> _Your objective_
Write the data out again exactly, with no pictures.

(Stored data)
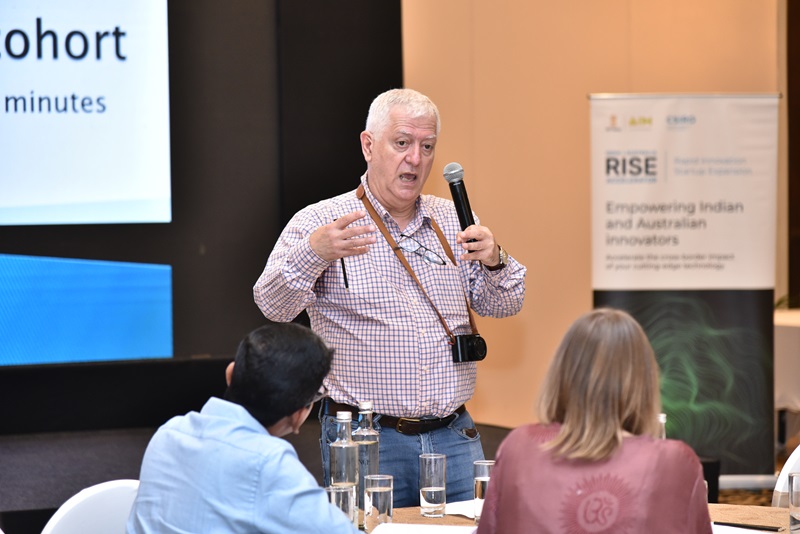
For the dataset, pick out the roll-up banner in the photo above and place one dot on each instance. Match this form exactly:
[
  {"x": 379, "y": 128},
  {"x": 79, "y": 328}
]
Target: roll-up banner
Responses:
[{"x": 683, "y": 238}]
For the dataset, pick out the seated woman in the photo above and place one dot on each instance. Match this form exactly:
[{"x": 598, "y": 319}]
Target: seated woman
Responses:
[{"x": 595, "y": 464}]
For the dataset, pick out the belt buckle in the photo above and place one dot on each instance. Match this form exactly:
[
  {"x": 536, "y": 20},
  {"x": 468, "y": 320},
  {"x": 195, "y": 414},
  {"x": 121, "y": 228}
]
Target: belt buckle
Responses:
[{"x": 403, "y": 422}]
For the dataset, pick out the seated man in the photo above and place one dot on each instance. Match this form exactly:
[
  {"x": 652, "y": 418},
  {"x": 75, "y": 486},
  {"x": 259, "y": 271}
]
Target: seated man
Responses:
[{"x": 225, "y": 469}]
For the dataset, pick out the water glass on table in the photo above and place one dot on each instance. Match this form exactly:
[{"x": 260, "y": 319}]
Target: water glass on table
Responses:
[
  {"x": 378, "y": 499},
  {"x": 432, "y": 469},
  {"x": 794, "y": 502},
  {"x": 483, "y": 471},
  {"x": 343, "y": 496}
]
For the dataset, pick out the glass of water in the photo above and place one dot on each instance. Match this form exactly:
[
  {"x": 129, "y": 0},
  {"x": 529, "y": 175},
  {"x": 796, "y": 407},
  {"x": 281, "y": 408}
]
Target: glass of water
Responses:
[
  {"x": 483, "y": 471},
  {"x": 378, "y": 499},
  {"x": 794, "y": 502},
  {"x": 343, "y": 496},
  {"x": 432, "y": 468}
]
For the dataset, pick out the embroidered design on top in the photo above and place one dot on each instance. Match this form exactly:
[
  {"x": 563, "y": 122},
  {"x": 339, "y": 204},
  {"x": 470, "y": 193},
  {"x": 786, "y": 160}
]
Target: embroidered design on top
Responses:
[{"x": 598, "y": 504}]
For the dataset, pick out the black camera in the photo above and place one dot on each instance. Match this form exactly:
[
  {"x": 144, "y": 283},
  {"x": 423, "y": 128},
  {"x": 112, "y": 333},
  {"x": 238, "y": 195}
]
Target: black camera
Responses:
[{"x": 469, "y": 348}]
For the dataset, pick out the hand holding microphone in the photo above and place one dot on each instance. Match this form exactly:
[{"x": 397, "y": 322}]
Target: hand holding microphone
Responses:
[{"x": 477, "y": 241}]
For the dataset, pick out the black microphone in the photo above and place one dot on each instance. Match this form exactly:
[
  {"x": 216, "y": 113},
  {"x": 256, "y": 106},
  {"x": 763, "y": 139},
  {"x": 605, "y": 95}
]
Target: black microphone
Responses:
[{"x": 454, "y": 174}]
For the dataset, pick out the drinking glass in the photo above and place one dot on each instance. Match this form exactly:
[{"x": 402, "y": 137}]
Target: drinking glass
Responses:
[
  {"x": 343, "y": 496},
  {"x": 483, "y": 471},
  {"x": 378, "y": 498},
  {"x": 432, "y": 468},
  {"x": 794, "y": 502}
]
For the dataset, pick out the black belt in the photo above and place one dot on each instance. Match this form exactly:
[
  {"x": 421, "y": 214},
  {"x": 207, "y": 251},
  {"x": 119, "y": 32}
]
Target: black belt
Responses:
[{"x": 404, "y": 425}]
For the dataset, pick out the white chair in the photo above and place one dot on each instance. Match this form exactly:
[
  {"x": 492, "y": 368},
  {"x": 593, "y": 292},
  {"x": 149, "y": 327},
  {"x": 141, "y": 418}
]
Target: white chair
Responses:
[
  {"x": 99, "y": 509},
  {"x": 780, "y": 496}
]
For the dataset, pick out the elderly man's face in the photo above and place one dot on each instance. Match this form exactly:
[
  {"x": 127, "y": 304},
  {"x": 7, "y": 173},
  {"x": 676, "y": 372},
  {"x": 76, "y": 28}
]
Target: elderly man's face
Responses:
[{"x": 399, "y": 159}]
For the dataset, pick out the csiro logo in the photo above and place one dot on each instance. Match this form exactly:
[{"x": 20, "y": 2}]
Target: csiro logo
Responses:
[{"x": 681, "y": 121}]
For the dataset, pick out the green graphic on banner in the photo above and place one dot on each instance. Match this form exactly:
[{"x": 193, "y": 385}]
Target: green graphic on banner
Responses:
[{"x": 715, "y": 368}]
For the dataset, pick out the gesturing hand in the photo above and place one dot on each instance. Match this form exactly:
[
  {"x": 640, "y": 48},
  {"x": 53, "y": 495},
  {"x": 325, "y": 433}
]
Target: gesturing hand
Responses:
[
  {"x": 483, "y": 248},
  {"x": 339, "y": 240}
]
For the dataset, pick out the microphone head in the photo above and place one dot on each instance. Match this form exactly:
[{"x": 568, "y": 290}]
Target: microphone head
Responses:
[{"x": 453, "y": 173}]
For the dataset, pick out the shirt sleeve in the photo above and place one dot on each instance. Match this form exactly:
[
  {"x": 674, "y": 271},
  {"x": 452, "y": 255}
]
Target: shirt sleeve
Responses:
[
  {"x": 291, "y": 500},
  {"x": 495, "y": 293},
  {"x": 286, "y": 286}
]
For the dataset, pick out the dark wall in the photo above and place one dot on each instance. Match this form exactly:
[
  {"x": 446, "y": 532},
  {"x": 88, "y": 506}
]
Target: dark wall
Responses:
[
  {"x": 334, "y": 61},
  {"x": 267, "y": 98}
]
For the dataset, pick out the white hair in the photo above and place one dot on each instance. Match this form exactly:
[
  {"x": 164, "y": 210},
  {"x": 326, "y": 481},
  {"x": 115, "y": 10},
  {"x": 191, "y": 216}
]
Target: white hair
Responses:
[{"x": 415, "y": 104}]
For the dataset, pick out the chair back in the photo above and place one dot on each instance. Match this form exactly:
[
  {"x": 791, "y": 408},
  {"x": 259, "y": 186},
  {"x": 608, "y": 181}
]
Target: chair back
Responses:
[
  {"x": 99, "y": 509},
  {"x": 780, "y": 495}
]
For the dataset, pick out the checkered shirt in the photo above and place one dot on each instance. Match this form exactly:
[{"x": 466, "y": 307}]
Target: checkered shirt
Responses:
[{"x": 389, "y": 344}]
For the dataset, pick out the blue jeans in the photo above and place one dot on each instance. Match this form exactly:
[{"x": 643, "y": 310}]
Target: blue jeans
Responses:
[{"x": 399, "y": 456}]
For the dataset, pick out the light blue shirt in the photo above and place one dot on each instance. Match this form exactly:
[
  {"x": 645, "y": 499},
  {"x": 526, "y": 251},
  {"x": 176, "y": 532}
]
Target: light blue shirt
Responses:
[{"x": 220, "y": 471}]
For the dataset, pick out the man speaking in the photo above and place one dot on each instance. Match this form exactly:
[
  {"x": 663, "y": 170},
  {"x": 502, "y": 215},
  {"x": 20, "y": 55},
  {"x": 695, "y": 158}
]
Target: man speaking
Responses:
[{"x": 386, "y": 275}]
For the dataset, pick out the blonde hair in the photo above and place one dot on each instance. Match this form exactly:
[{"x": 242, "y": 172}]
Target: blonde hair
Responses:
[
  {"x": 413, "y": 102},
  {"x": 603, "y": 381}
]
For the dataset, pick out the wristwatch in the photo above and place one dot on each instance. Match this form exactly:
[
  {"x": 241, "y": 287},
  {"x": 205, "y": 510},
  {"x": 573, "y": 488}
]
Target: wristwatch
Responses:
[{"x": 503, "y": 260}]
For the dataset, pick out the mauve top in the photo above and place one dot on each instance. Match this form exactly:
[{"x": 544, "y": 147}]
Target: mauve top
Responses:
[{"x": 648, "y": 485}]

> _Task answer_
For the dataset, pick out the roll-up banner in the photo above and place one dot on each instance. Match this form exactly:
[
  {"x": 379, "y": 128},
  {"x": 79, "y": 328}
]
Target: roll-up banner
Responses:
[{"x": 683, "y": 238}]
For the dataset, pick out the seated woman in the photo above and place one dot on each instance. Match this form exactly:
[{"x": 598, "y": 319}]
Target: seated woman
Responses:
[{"x": 595, "y": 464}]
For the dataset, pick out the belt buckle in the photo above and place one dot on each instance. Match this form exactly:
[
  {"x": 536, "y": 20},
  {"x": 468, "y": 320},
  {"x": 195, "y": 414},
  {"x": 121, "y": 228}
]
Target: belt buckle
Responses:
[{"x": 403, "y": 422}]
For the dataset, pick out the seated man in the photo above and place one dot on each instance. Match this form exactly:
[
  {"x": 652, "y": 418},
  {"x": 75, "y": 486},
  {"x": 259, "y": 271}
]
Target: seated man
Responses:
[{"x": 225, "y": 469}]
For the dataset, pick out the water glass on table in the photo above and place one dot on each instance. Match this form exactly:
[{"x": 260, "y": 319}]
Target: water glass on table
Responses:
[
  {"x": 378, "y": 499},
  {"x": 432, "y": 469},
  {"x": 794, "y": 502},
  {"x": 483, "y": 471},
  {"x": 343, "y": 496}
]
For the dataset, pick out the glass of water in the photo above and place one dot on each instance. Match this form exactly:
[
  {"x": 129, "y": 0},
  {"x": 529, "y": 175},
  {"x": 796, "y": 407},
  {"x": 281, "y": 408}
]
Target: glass of water
Responses:
[
  {"x": 483, "y": 471},
  {"x": 378, "y": 499},
  {"x": 794, "y": 502},
  {"x": 343, "y": 496},
  {"x": 432, "y": 468}
]
For the dataset, pick out the embroidered design on top in the photo above and place one dot on each instance. Match this form exactly:
[
  {"x": 563, "y": 122},
  {"x": 339, "y": 204},
  {"x": 470, "y": 193},
  {"x": 786, "y": 160}
]
Target: embroidered design on top
Responses:
[{"x": 598, "y": 504}]
For the dataset, pick out the black camera in the photo above and place one dot on each instance. Match this form exactly:
[
  {"x": 144, "y": 283},
  {"x": 423, "y": 128},
  {"x": 112, "y": 333},
  {"x": 238, "y": 195}
]
Target: black camera
Responses:
[{"x": 469, "y": 348}]
For the dataset, pick out the hand holding microphone in the photo above and place one dot on each instance. Match this form exactly:
[{"x": 397, "y": 322}]
Target: hand holding microphone
Responses:
[{"x": 477, "y": 241}]
For the dataset, pick out the black microphone in the photo above and place one dot on each instance. Match this form exactly:
[
  {"x": 216, "y": 113},
  {"x": 256, "y": 106},
  {"x": 763, "y": 139},
  {"x": 605, "y": 95}
]
Target: black microphone
Responses:
[{"x": 454, "y": 174}]
For the dataset, pick out the drinking glass in the photo above and place one dot on each instance. Match this form exactly:
[{"x": 402, "y": 137}]
Target: drinking glass
Responses:
[
  {"x": 343, "y": 496},
  {"x": 483, "y": 471},
  {"x": 378, "y": 498},
  {"x": 432, "y": 468},
  {"x": 794, "y": 502}
]
For the dataset, pick out the black belt in the photo above and place one dot on each instance. Match this form exactly:
[
  {"x": 421, "y": 214},
  {"x": 207, "y": 251},
  {"x": 119, "y": 32}
]
Target: black belt
Responses:
[{"x": 404, "y": 425}]
For the dataset, pick out the white chair in the photo above and place one dot on each instance. Match this form exactly:
[
  {"x": 492, "y": 368},
  {"x": 593, "y": 292},
  {"x": 149, "y": 327},
  {"x": 141, "y": 418}
]
Target: white chair
Responses:
[
  {"x": 99, "y": 509},
  {"x": 780, "y": 496}
]
For the dataset, pick out the elderly man's face in the photo above and place one dot on each instance. Match this form exactly:
[
  {"x": 127, "y": 304},
  {"x": 7, "y": 173},
  {"x": 676, "y": 372},
  {"x": 76, "y": 28}
]
Target: elderly man's face
Responses:
[{"x": 399, "y": 159}]
For the dataset, pick out the csiro logo in the photo above and place one dot on each instance. Match this form exactly:
[{"x": 20, "y": 2}]
Target: csiro logo
Responses:
[{"x": 681, "y": 121}]
For the dataset, pick out the green graphic on banner in the photo above and place one dot on each instance. Match this form exactly:
[{"x": 193, "y": 385}]
Target: green graphic on banner
Responses:
[{"x": 715, "y": 368}]
For the dataset, pick out the gesturing hand in the photo above and place one dot on each instance. Match this form exactly:
[
  {"x": 640, "y": 48},
  {"x": 53, "y": 495},
  {"x": 325, "y": 433}
]
Target: gesturing hand
Responses:
[
  {"x": 483, "y": 248},
  {"x": 339, "y": 240}
]
For the dataset, pick out the microphone head in the photo above and place one dot on each instance. Match this form exactly:
[{"x": 568, "y": 290}]
Target: microphone head
Responses:
[{"x": 453, "y": 173}]
For the dataset, pick out the shirt sleeve in the photo above and place one dot on each instance. Match this form exactly:
[
  {"x": 674, "y": 271},
  {"x": 452, "y": 255}
]
Target: shirt sleeve
Responses:
[
  {"x": 291, "y": 500},
  {"x": 495, "y": 293},
  {"x": 286, "y": 286}
]
For the dataset, pick out the dark wall in the photo above and place one dot on each instance. Match this form exactly:
[
  {"x": 446, "y": 532},
  {"x": 88, "y": 506}
]
Target: dark wall
Responses:
[
  {"x": 334, "y": 61},
  {"x": 267, "y": 98}
]
For the dataset, pick out the white hair in the photo above and place one dot on each instance. Match this form exactly:
[
  {"x": 164, "y": 210},
  {"x": 326, "y": 481},
  {"x": 115, "y": 10},
  {"x": 191, "y": 216}
]
Target: white hair
Responses:
[{"x": 415, "y": 104}]
For the dataset, pick out the chair back in the photo above and place one dot on each instance. Match this form exactly:
[
  {"x": 791, "y": 408},
  {"x": 259, "y": 186},
  {"x": 608, "y": 181}
]
Target: chair back
Responses:
[
  {"x": 99, "y": 509},
  {"x": 780, "y": 495}
]
For the dataset, pick out the checkered shirt in the photo above and place one dot on each instance. Match this form exactly:
[{"x": 466, "y": 307}]
Target: checkered shirt
Responses:
[{"x": 389, "y": 344}]
For the dataset, pick out the blue jeans in the photo above and place one dot on each instance. Match this form exactly:
[{"x": 643, "y": 310}]
Target: blue jeans
Responses:
[{"x": 399, "y": 456}]
For the dataset, pick out the light blue shirt in the photo above and place one dot on each instance. Match this form exactly:
[
  {"x": 645, "y": 499},
  {"x": 526, "y": 251},
  {"x": 176, "y": 532}
]
Target: light blue shirt
Responses:
[{"x": 220, "y": 471}]
For the dataset, pick out the man speaking in the photo above and place one dot on each instance. Match this form exactly:
[
  {"x": 663, "y": 170},
  {"x": 502, "y": 215},
  {"x": 20, "y": 55},
  {"x": 695, "y": 158}
]
Target: man speaking
Responses:
[{"x": 386, "y": 275}]
For the dataset, pick out the blonde hair in the photo above and place one dot on each instance. Match this form exactly:
[{"x": 242, "y": 172}]
Target: blonde hair
Responses:
[
  {"x": 413, "y": 102},
  {"x": 603, "y": 381}
]
For the dataset, pick out the wristwatch in the photo above and place one dot on each instance. Match this form exactly:
[
  {"x": 241, "y": 287},
  {"x": 205, "y": 510},
  {"x": 573, "y": 488}
]
Target: wristwatch
Responses:
[{"x": 503, "y": 260}]
For the dataset, pick out the mauve top in the photo above and place one dot on each instance. Match this form exactly:
[{"x": 544, "y": 147}]
Target: mauve top
Responses:
[{"x": 648, "y": 485}]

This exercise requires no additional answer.